§ TEXT SHOWN

All Corporations Go to Heaven

The Supreme Court will soon decide if CEOs can impose their religious convictions on the people who work for them.

By Dahlia Lithwick|Posted Thursday, Aug. 1, 2013, at 2:32 PM

Remember the big dustup last summer over the contraception mandate in President Obama’s health reform initiative? It required companies with more than 50 employees to provide insurance, including for contraception, as part of their employees’ health care plans. The constitutional question was whether employers with religious objections to providing coverage for birth control could be forced to do so under the new law. The Obama administration tweaked the rules a few times to try to accommodate religious employers, first exempting some religious institutions—churches and ministries were always exempt—and then allowing companies that self-insure to use a separate insurance plan to pay and provide for the contraception. Still, religious employers objected, and lawsuits were filed, all 60 of them.

A year later, the courts have begun to weigh in, and the answer has slowly begun to emerge: maybe yes, maybe no. It all depends on whether corporations—which already enjoy significant free-speech rights—can also invoke religious freedom rights enshrined in the First Amendment.

Last Friday, the 3rd U.S. Circuit Court of Appeals upheld the contraception mandate, rejecting a challenge from a Pennsylvania-based cabinetmaker who claimed that as a Mennonite he should not be compelled to provide contraceptive coverage to his 950 employees because the mandate violates the company’s rights under the free exercise clause of the First Amendment and the Religious Freedom Restoration Act. The owner considers some of the contraception methods at issue—specifically, the morning-after and week-after pills—abortifacients.

§ PROBLEM STATEMENT
Update the contraception-mandate article from "By Dahlia Lithwick|Posted" through "60 of them.", replacing "Obama administration" with "White House".

§ LISTED ENTRIES
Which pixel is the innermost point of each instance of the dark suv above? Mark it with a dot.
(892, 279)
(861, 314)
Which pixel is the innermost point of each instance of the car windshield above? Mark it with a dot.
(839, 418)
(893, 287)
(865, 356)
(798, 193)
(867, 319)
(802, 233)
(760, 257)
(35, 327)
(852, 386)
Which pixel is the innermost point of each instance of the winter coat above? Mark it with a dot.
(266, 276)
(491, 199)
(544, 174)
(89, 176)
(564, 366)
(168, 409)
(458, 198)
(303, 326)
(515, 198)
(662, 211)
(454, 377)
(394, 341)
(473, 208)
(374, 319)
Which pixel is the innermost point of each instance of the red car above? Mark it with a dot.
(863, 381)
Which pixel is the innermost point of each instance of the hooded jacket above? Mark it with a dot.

§ REPLY TO THE EXERCISE
By Dahlia Lithwick|Posted Thursday, Aug. 1, 2013, at 2:32 PM

Remember the big dustup last summer over the contraception mandate in President Obama’s health reform initiative? It required companies with more than 50 employees to provide insurance, including for contraception, as part of their employees’ health care plans. The constitutional question was whether employers with religious objections to providing coverage for birth control could be forced to do so under the new law. The White House tweaked the rules a few times to try to accommodate religious employers, first exempting some religious institutions—churches and ministries were always exempt—and then allowing companies that self-insure to use a separate insurance plan to pay and provide for the contraception. Still, religious employers objected, and lawsuits were filed, all 60 of them.